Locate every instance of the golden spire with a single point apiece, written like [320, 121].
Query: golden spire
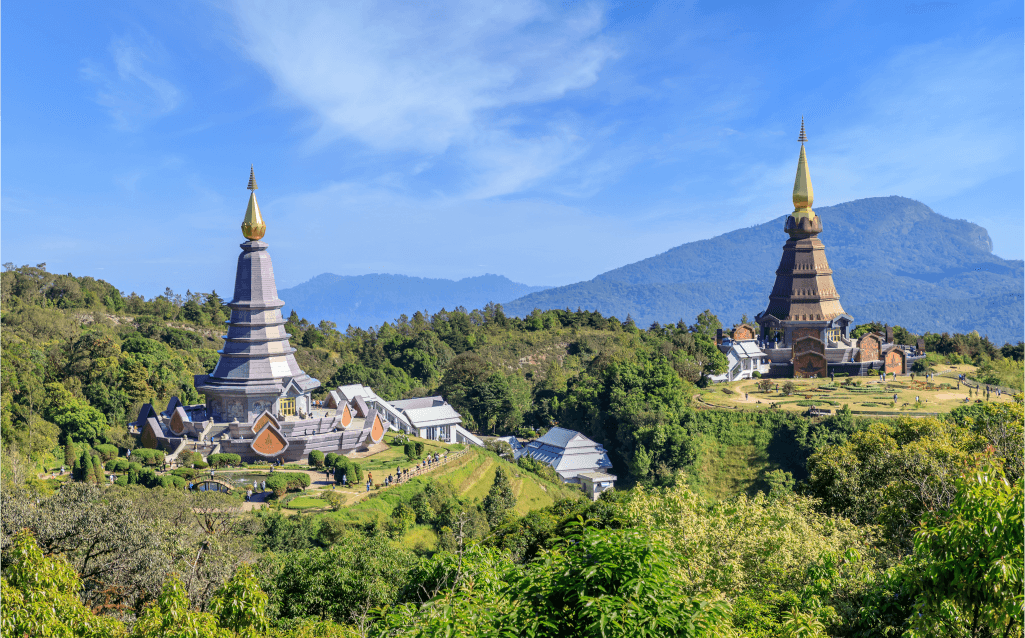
[803, 193]
[253, 227]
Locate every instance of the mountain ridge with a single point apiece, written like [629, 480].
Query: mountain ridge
[371, 300]
[894, 260]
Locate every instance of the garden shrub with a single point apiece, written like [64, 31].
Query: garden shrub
[223, 461]
[106, 450]
[277, 484]
[316, 459]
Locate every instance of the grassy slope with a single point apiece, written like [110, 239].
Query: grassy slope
[472, 477]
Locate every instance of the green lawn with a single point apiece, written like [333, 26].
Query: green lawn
[305, 503]
[472, 476]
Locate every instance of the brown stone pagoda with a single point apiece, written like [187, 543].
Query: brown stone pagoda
[805, 320]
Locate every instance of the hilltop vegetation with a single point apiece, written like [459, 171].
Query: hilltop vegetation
[372, 300]
[894, 260]
[762, 523]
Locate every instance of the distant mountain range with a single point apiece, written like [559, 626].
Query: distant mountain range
[371, 300]
[894, 260]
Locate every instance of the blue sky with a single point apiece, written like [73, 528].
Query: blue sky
[544, 142]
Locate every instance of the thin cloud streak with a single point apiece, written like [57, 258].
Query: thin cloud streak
[135, 94]
[436, 79]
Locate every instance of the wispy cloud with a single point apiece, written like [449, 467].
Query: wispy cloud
[436, 78]
[935, 121]
[131, 92]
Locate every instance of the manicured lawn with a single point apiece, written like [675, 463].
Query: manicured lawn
[305, 503]
[385, 462]
[941, 395]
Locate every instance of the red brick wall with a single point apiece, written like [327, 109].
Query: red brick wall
[802, 332]
[810, 364]
[149, 438]
[743, 331]
[894, 361]
[869, 345]
[269, 442]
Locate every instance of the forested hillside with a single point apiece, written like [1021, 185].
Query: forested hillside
[894, 260]
[852, 527]
[367, 301]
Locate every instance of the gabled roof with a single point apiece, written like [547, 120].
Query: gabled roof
[408, 404]
[561, 437]
[443, 414]
[598, 476]
[568, 451]
[747, 349]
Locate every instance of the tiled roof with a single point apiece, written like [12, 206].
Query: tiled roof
[598, 476]
[412, 404]
[568, 451]
[748, 348]
[435, 415]
[360, 406]
[561, 437]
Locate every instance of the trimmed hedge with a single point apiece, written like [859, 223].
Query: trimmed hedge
[352, 470]
[106, 450]
[281, 482]
[223, 461]
[147, 455]
[316, 459]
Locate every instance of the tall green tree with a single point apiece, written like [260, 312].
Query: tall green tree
[500, 497]
[973, 553]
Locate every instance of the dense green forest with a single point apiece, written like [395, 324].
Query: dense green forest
[927, 272]
[906, 526]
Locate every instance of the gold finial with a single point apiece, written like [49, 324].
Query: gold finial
[804, 195]
[253, 227]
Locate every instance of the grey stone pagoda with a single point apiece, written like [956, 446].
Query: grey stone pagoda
[257, 399]
[257, 369]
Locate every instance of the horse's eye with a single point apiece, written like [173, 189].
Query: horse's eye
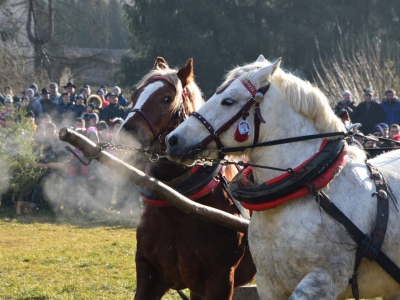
[227, 102]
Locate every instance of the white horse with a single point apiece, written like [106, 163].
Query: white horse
[300, 252]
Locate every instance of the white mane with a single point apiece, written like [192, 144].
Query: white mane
[305, 98]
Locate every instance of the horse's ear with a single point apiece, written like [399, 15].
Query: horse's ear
[160, 63]
[261, 58]
[264, 75]
[185, 74]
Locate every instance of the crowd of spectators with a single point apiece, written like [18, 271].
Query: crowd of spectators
[98, 115]
[379, 120]
[67, 183]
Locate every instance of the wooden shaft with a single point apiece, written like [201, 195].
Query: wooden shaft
[91, 150]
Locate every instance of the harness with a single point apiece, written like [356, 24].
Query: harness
[256, 99]
[199, 180]
[307, 178]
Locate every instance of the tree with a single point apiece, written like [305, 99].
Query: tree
[39, 35]
[220, 34]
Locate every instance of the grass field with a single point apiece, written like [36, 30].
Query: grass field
[68, 256]
[44, 256]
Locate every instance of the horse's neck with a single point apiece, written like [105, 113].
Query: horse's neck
[166, 171]
[281, 156]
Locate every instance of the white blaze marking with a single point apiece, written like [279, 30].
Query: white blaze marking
[147, 91]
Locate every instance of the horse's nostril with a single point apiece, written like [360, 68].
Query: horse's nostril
[173, 140]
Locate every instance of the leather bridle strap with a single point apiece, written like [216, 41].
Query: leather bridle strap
[214, 134]
[143, 115]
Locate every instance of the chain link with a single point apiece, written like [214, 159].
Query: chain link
[154, 157]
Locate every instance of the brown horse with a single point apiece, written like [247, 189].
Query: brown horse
[176, 250]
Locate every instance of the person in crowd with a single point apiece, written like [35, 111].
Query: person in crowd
[77, 176]
[393, 130]
[80, 124]
[70, 90]
[116, 90]
[369, 112]
[79, 108]
[377, 131]
[97, 102]
[45, 119]
[33, 104]
[85, 95]
[54, 95]
[93, 120]
[8, 91]
[104, 88]
[64, 109]
[35, 89]
[385, 128]
[89, 111]
[7, 112]
[87, 87]
[39, 133]
[396, 138]
[114, 110]
[100, 183]
[117, 123]
[53, 182]
[391, 107]
[346, 104]
[48, 105]
[104, 132]
[101, 94]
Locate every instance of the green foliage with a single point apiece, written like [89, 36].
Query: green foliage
[17, 156]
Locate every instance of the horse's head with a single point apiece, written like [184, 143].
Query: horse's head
[162, 100]
[258, 97]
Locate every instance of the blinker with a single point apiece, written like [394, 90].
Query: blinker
[258, 97]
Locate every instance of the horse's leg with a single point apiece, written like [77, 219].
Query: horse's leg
[149, 285]
[220, 286]
[395, 296]
[316, 285]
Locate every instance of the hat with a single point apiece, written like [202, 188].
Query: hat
[117, 121]
[69, 84]
[45, 92]
[46, 116]
[102, 126]
[30, 90]
[30, 113]
[8, 99]
[92, 130]
[369, 91]
[383, 125]
[346, 92]
[378, 128]
[117, 88]
[100, 91]
[396, 137]
[94, 115]
[51, 125]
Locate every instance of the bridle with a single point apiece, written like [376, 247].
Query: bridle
[256, 98]
[178, 117]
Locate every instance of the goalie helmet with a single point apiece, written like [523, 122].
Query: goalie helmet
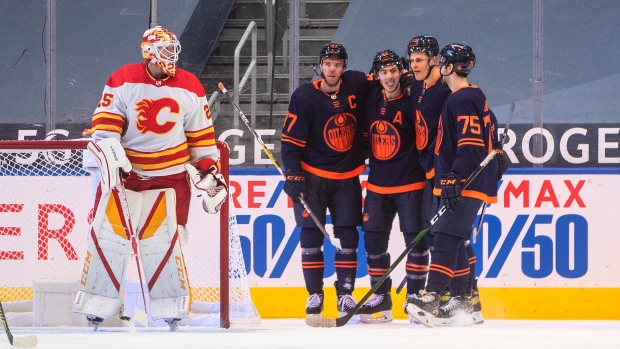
[384, 59]
[425, 44]
[160, 46]
[334, 51]
[461, 56]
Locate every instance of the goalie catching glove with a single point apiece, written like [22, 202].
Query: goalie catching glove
[210, 182]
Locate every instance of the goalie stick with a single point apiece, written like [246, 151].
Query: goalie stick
[333, 240]
[17, 342]
[484, 206]
[477, 228]
[316, 321]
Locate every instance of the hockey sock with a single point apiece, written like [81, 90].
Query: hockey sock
[377, 266]
[460, 281]
[377, 257]
[417, 264]
[443, 261]
[312, 261]
[346, 258]
[471, 255]
[313, 265]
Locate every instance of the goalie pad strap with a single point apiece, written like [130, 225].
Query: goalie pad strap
[104, 261]
[147, 223]
[163, 261]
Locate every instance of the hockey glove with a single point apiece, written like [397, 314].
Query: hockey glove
[451, 190]
[210, 182]
[295, 184]
[502, 164]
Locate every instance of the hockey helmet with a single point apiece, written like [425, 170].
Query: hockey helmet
[160, 46]
[461, 56]
[424, 43]
[334, 51]
[386, 58]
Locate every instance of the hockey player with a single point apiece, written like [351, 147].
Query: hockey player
[323, 154]
[466, 134]
[428, 94]
[152, 123]
[395, 185]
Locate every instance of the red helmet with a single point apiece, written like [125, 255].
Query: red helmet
[160, 46]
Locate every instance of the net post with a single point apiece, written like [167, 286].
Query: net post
[224, 240]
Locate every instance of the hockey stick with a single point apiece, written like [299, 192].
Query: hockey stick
[17, 342]
[316, 321]
[333, 240]
[484, 206]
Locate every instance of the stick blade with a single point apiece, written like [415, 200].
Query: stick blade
[25, 342]
[317, 321]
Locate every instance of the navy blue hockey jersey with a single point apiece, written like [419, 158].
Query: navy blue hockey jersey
[390, 133]
[322, 132]
[428, 102]
[466, 134]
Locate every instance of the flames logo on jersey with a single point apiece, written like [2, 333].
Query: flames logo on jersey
[421, 131]
[385, 140]
[339, 132]
[148, 111]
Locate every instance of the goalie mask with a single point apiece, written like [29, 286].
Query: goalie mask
[160, 46]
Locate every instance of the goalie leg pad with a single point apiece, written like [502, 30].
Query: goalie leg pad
[109, 248]
[161, 255]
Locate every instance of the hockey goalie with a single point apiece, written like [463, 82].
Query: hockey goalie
[153, 138]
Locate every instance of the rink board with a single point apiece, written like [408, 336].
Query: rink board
[548, 248]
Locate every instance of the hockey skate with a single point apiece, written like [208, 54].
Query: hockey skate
[424, 307]
[314, 306]
[474, 300]
[346, 302]
[95, 321]
[377, 310]
[173, 323]
[411, 318]
[456, 312]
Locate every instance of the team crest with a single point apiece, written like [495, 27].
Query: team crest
[149, 109]
[385, 140]
[339, 132]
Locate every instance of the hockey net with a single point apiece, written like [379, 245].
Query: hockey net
[45, 204]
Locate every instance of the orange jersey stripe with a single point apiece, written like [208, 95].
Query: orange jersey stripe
[395, 190]
[293, 141]
[333, 175]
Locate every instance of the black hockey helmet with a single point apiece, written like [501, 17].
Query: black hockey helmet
[386, 58]
[424, 43]
[462, 56]
[334, 51]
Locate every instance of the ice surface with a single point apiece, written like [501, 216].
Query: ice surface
[294, 333]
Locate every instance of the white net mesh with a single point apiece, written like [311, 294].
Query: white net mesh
[45, 205]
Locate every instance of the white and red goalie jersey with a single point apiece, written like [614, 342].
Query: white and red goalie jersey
[161, 123]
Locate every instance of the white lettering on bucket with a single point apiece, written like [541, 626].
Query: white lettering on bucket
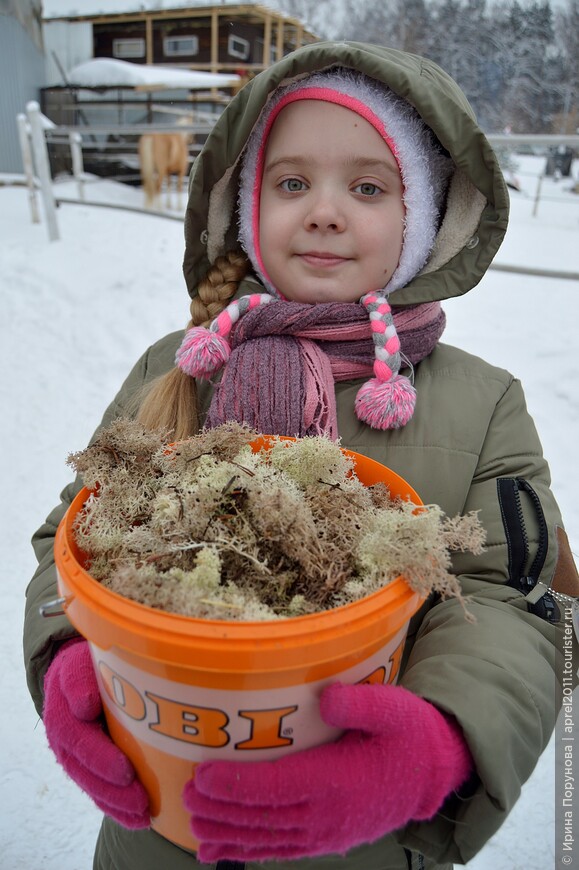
[196, 722]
····················
TASK TO CARRY OUT:
Beginning with the line that contains "Locate every instance of the team" in the data above, please copy each line exactly until the last line, both ends included, skipping any pictures.

COMPLETED TASK:
Locate every instance of the team crest with a single point apiece, written like [495, 27].
Query: team crest
[149, 109]
[385, 140]
[339, 132]
Locate every instance of the hockey net with a single point apiece, written like [379, 245].
Query: hockey net
[45, 204]
Locate every instance of the orange jersey stripe with a single point apiece, written like [208, 95].
Query: orange jersey stripe
[395, 190]
[293, 141]
[333, 175]
Locate every instance of the black hockey helmet with a single point apiece, written like [501, 17].
Query: black hockey helmet
[386, 58]
[424, 43]
[462, 56]
[334, 51]
Locate every instance of the ice surface with a single point apiece, written like [501, 216].
Query: ice surface
[294, 333]
Locate every instance of the white net mesh with a single point apiece, written like [311, 294].
Query: white net mesh
[45, 205]
Locate every instance of the white and red goalie jersey with a single point apiece, written like [614, 342].
Query: white and red goalie jersey
[161, 123]
Locate every instance of the white lettering on bucket with a single point apiece, written like [541, 626].
Query: white lettering on bucket
[196, 722]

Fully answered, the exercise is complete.